── PROVIDED ENTRIES

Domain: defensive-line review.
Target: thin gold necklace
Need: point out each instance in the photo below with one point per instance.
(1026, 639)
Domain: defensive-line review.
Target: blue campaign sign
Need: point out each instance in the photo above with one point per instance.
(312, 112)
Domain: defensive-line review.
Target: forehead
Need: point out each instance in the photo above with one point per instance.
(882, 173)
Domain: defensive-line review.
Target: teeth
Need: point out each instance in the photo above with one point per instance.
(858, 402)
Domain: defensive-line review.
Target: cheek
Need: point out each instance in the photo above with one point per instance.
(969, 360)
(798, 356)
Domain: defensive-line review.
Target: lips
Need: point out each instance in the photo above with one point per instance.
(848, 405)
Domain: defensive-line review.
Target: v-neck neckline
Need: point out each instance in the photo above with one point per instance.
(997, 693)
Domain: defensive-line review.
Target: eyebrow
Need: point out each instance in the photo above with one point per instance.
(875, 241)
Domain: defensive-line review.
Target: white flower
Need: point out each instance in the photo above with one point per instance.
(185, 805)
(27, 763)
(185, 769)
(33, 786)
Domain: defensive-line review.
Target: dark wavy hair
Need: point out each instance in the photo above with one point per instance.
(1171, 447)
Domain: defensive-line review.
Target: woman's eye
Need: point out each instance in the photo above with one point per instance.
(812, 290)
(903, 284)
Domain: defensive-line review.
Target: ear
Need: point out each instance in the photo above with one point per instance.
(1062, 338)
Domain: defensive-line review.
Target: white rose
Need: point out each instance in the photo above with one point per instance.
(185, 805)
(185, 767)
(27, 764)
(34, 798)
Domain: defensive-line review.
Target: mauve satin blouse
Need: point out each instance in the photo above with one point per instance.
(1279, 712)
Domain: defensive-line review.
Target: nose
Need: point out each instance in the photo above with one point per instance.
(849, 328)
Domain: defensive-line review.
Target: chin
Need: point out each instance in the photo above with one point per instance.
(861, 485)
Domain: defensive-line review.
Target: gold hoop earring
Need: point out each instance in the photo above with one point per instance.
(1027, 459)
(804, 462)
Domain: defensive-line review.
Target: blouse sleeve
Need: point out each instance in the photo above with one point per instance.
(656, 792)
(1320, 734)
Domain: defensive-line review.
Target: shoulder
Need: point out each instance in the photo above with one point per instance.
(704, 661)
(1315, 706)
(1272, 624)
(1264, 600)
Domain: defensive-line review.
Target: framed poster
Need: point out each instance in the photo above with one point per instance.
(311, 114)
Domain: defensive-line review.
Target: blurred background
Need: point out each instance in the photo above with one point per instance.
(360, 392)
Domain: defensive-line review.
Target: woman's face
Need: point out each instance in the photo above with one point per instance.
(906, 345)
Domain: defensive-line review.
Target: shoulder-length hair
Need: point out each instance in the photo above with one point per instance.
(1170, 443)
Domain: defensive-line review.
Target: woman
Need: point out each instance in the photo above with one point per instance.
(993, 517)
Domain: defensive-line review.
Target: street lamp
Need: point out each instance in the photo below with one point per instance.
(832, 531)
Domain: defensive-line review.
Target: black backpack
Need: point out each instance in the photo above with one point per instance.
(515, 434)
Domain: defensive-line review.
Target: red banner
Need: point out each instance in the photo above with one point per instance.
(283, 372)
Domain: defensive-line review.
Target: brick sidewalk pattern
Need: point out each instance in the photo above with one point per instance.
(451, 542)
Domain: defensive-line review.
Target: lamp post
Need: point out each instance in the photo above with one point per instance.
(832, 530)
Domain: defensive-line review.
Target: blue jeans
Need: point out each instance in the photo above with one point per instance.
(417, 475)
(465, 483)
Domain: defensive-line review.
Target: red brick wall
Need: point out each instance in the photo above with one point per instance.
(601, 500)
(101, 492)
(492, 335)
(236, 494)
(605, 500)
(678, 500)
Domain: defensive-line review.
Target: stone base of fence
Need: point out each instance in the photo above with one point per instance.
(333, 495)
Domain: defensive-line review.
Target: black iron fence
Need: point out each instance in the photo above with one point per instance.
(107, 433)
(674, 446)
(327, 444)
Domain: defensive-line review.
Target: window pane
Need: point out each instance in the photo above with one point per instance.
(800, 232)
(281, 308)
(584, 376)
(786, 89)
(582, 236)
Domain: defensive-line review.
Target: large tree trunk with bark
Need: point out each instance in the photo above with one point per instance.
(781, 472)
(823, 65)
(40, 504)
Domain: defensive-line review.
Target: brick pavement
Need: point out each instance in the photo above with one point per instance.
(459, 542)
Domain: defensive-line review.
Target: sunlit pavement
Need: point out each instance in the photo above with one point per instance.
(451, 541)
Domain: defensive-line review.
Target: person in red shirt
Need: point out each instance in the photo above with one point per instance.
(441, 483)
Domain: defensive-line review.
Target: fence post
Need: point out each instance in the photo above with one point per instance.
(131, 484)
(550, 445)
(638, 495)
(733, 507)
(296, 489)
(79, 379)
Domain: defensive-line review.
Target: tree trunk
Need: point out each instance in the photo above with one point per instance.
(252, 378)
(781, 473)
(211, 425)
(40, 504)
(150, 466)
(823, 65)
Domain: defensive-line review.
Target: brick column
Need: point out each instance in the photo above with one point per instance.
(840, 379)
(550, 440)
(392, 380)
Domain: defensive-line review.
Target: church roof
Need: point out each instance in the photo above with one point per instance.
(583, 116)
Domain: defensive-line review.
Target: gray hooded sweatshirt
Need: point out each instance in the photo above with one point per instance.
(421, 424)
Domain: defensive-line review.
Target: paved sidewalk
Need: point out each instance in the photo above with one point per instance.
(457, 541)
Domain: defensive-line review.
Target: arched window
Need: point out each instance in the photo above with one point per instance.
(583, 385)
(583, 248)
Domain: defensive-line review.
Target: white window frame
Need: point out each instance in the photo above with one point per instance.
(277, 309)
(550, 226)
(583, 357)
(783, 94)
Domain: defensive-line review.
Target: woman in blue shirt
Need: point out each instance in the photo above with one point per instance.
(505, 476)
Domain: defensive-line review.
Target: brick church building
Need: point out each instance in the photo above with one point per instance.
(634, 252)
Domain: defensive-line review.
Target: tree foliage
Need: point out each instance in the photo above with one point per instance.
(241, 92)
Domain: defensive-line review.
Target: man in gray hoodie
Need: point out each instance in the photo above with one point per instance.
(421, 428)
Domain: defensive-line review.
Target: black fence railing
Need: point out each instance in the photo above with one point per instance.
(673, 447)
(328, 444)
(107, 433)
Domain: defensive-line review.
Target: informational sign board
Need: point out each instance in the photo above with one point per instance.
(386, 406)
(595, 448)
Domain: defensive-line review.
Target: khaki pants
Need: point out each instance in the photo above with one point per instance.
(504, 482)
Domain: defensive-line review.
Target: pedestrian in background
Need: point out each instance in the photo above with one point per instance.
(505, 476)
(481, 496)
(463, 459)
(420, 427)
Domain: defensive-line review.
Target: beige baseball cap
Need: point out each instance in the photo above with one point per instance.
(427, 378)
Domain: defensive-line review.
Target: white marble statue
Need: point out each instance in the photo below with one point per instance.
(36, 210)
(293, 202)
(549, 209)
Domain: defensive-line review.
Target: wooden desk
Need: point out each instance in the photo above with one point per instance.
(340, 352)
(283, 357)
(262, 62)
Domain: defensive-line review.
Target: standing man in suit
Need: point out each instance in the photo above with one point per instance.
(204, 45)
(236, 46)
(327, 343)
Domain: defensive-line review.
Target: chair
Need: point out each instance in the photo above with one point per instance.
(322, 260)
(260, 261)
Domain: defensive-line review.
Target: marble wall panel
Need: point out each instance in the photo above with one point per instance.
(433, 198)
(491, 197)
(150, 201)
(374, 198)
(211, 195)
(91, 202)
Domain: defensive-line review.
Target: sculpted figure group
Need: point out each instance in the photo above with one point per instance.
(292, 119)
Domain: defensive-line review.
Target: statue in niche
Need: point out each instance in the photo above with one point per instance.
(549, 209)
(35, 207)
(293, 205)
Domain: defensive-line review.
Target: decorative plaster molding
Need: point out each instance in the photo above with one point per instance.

────

● SET TASK: Reproduce the material word for word, from its first line through the line containing "(1171, 447)".

● EXERCISE RESPONSE:
Domain: defensive-line review.
Target: thin gold necklace
Need: point out each instance in the photo below with one point per instance.
(1026, 639)
Domain: defensive-line review.
Target: blue campaign sign
Need: point out each instance in the photo above with one point per instance.
(312, 112)
Domain: defensive-line review.
Target: forehead
Need: point out each instance in the photo above with one point per instance.
(882, 173)
Domain: defensive-line review.
Target: teeth
Need: point out each instance in the photo above with one point per instance.
(858, 402)
Domain: defensive-line review.
Target: cheek
Need: point out each instance in the photo above with one point per instance.
(969, 360)
(798, 356)
Domain: defensive-line review.
Target: lips
Need: point out each instance in the photo above with one point per instance.
(848, 405)
Domain: defensive-line review.
Target: v-neck neckline
Need: point out each instance in the photo above with one point per instance.
(997, 693)
Domain: defensive-line review.
Target: eyebrow
Need: point out each instance in the photo above with one point per instance.
(875, 241)
Domain: defensive-line review.
Target: white flower
Need: point out each instance in the photo above with one point per instance.
(185, 805)
(27, 763)
(185, 769)
(33, 786)
Domain: defensive-line review.
Target: dark wavy hair
Need: point out each instance in the photo above with one point per instance.
(1171, 447)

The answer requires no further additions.